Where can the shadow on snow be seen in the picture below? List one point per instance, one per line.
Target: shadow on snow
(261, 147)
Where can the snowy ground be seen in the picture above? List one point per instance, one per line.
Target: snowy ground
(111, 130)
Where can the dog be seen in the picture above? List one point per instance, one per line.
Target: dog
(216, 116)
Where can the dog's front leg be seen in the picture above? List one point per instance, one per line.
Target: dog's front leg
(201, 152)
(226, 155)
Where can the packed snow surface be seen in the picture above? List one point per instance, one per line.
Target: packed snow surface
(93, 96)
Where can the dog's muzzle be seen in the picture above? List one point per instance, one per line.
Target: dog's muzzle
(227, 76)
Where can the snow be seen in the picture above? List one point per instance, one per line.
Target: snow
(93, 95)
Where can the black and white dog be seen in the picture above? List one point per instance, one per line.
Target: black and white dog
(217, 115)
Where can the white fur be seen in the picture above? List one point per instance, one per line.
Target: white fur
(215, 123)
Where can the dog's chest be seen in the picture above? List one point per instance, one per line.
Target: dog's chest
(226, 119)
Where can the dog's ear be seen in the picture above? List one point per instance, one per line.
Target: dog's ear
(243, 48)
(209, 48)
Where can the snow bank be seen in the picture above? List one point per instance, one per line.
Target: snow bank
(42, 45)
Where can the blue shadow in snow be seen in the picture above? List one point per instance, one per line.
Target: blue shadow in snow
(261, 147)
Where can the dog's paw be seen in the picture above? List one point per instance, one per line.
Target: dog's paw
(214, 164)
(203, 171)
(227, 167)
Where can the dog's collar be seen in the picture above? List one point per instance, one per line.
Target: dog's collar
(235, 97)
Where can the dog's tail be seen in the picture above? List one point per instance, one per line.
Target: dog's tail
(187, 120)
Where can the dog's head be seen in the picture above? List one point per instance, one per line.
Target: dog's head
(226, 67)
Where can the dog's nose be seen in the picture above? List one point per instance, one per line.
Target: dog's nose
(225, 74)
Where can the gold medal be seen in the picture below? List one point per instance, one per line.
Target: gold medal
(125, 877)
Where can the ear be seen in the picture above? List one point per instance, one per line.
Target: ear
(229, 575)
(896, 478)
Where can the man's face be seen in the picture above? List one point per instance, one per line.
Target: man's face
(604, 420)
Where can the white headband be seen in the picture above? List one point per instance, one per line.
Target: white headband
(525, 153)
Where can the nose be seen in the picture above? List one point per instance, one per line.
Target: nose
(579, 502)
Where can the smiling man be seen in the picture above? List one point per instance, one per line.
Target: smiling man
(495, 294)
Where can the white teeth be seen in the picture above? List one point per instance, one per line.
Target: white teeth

Exercise instructions:
Update the stretch of lines from the one containing "Where can the nose" through the end of the lines, changing "instance" to "occurrence" and keeping everything else the same.

Output for this exercise:
Where can the nose be seen in the picture above? List one point per occurrence, one per line.
Target: nose
(579, 502)
Where can the smiling man be seen in the picture above? List one point per occurrence, one per line.
Target: smiling man
(495, 294)
Where can the white teeth be seen in the picture above? List one point per occurrence, one per line.
Target: white teeth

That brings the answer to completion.